** Start THE RECORDS **
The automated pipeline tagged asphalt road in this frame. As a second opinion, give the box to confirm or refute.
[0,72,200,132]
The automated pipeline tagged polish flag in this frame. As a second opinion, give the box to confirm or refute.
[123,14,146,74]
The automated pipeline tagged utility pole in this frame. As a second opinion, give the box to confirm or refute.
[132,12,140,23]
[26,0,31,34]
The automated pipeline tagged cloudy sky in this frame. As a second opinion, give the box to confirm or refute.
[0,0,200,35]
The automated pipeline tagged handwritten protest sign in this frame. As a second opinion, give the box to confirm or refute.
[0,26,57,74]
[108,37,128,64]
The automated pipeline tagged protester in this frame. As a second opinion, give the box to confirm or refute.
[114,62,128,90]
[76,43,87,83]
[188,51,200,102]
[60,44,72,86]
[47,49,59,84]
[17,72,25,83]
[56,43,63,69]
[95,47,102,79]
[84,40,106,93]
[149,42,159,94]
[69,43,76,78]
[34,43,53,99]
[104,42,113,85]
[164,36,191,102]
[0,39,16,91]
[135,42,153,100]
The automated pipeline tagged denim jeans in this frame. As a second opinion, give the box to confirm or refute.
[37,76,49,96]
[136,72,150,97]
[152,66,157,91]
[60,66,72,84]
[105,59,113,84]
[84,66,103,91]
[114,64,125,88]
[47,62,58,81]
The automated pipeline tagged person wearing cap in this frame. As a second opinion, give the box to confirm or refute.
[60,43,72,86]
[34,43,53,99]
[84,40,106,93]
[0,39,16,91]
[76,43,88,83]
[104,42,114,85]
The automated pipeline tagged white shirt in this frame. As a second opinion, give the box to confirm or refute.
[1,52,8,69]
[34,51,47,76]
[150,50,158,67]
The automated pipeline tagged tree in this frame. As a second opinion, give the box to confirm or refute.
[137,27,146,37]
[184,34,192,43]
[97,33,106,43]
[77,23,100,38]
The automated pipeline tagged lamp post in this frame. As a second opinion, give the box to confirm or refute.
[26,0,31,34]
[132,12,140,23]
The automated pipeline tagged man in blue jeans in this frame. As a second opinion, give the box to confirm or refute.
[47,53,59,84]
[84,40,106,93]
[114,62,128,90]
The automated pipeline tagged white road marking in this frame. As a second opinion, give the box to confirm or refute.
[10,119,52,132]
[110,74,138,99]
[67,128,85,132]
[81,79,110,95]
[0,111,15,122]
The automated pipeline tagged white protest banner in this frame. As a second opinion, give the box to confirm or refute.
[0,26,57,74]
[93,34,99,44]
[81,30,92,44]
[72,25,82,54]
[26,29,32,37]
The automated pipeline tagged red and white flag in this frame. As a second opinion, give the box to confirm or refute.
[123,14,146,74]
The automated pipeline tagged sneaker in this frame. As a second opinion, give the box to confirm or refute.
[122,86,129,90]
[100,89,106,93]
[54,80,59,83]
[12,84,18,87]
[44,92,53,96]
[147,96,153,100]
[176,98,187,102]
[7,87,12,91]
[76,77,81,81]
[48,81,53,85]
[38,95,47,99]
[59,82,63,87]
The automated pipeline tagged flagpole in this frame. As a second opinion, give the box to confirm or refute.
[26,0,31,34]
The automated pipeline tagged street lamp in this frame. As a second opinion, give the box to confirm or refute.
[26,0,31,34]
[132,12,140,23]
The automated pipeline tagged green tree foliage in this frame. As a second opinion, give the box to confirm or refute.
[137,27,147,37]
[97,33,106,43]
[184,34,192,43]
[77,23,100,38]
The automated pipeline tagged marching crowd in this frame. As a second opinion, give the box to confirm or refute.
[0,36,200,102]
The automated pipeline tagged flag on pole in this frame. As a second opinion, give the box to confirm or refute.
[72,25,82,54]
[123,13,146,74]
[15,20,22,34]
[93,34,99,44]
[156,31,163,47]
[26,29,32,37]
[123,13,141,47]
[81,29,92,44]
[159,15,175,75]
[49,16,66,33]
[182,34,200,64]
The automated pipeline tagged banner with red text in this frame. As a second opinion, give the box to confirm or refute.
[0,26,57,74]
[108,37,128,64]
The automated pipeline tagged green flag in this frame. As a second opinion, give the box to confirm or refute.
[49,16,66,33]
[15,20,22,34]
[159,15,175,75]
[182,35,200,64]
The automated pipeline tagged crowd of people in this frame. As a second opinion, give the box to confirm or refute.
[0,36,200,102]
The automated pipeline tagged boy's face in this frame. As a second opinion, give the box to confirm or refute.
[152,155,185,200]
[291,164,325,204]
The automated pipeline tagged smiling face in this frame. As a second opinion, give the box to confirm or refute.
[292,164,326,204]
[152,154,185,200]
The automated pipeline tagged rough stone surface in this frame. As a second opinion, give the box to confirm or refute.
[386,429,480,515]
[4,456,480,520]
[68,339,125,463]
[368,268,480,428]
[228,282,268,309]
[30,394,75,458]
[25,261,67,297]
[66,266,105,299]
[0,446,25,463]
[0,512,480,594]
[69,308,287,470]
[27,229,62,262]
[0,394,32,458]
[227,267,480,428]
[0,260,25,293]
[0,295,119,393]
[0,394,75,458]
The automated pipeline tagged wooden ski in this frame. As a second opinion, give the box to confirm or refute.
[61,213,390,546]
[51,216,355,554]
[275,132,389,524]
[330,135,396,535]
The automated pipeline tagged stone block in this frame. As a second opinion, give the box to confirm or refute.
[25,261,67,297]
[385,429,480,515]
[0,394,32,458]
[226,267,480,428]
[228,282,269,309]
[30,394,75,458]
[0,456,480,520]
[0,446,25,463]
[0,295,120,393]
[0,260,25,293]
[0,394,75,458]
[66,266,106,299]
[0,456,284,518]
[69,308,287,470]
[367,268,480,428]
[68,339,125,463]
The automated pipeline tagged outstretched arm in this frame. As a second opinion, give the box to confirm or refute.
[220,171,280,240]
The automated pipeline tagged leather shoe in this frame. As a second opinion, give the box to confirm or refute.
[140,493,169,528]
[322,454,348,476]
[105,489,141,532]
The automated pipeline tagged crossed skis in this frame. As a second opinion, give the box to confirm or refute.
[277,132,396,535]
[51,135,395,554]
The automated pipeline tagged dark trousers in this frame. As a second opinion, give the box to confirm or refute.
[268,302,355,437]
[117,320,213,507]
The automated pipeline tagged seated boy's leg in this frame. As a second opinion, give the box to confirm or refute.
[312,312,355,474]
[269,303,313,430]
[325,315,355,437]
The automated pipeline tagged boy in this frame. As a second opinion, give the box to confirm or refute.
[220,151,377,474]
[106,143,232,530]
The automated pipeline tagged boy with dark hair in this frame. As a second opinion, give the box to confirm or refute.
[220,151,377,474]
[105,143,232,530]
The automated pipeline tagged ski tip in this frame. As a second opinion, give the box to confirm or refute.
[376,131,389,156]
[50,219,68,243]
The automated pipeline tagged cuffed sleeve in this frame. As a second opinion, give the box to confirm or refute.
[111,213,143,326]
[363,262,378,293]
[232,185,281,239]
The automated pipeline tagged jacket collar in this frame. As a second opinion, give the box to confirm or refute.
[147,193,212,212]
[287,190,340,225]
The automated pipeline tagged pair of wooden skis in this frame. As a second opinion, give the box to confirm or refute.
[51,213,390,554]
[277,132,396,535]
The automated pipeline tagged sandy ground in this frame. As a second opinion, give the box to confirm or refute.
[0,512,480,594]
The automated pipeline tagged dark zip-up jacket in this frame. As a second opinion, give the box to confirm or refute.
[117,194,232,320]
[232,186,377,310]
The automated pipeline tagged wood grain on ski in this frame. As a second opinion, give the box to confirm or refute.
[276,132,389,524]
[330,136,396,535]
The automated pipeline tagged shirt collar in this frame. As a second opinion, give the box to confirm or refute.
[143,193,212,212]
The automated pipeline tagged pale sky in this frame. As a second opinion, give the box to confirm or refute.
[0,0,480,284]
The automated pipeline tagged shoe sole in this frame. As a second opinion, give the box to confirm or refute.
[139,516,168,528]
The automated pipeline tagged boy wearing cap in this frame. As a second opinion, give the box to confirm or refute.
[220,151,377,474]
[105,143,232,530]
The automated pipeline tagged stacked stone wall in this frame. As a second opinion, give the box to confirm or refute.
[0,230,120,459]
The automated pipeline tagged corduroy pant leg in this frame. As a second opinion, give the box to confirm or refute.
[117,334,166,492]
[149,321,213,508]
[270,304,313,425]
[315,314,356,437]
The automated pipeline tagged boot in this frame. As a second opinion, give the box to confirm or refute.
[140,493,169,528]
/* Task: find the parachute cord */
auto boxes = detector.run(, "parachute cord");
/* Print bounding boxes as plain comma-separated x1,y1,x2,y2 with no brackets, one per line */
** End THE RECORDS **
TASK GOAL:
Recast the stretch of records above, from the line containing "The automated pipeline tagged leather" through the line containing "[232,185,281,239]", as a Markdown table with the columns Number and Text. Give each line its own numbered row and skip blank lines.

RESULT OF THE EXERCISE:
| Number | Text |
|---|---|
| 1 | The automated pipeline tagged leather shoe in this frame. As a second opinion, give the box to confirm or refute. |
| 2 | [140,493,169,528] |
| 3 | [322,454,348,476] |
| 4 | [105,489,141,532] |
| 5 | The automated pipeline tagged crossed skis in this frame. As a second opinion, give the box to confirm or refute. |
| 6 | [277,132,396,535] |
| 7 | [51,135,395,554] |
| 8 | The automated pipeline tagged dark trousers in this frame. As a second opinion, give the box to confirm or refute. |
| 9 | [268,302,355,437] |
| 10 | [117,320,213,507] |
| 11 | The automated pipeline tagged seated boy's leg in this frame. As a second opinion, give the box to confirm or refute. |
| 12 | [312,312,355,474] |
| 13 | [269,303,313,430] |
| 14 | [325,315,355,437] |
| 15 | The automated pipeline tagged boy in this frame. As a second opinion, give the box to confirm or refute. |
| 16 | [220,151,377,474] |
| 17 | [106,143,232,530] |
| 18 | The automated pipeline tagged boy with dark hair in this frame. As a second opinion, give the box to confirm or refute. |
| 19 | [220,151,377,474] |
| 20 | [105,143,232,530] |
| 21 | The automated pipeline tagged ski tip in this frame. As a second opinion, give the box to confirm or refute. |
| 22 | [376,131,389,156] |
| 23 | [50,219,68,243] |
| 24 | The automated pipeline tagged cuffed sleeve in this frame. As a second opinion, give the box to confirm or refute. |
| 25 | [111,213,143,326] |
| 26 | [363,262,378,293] |
| 27 | [232,185,281,239] |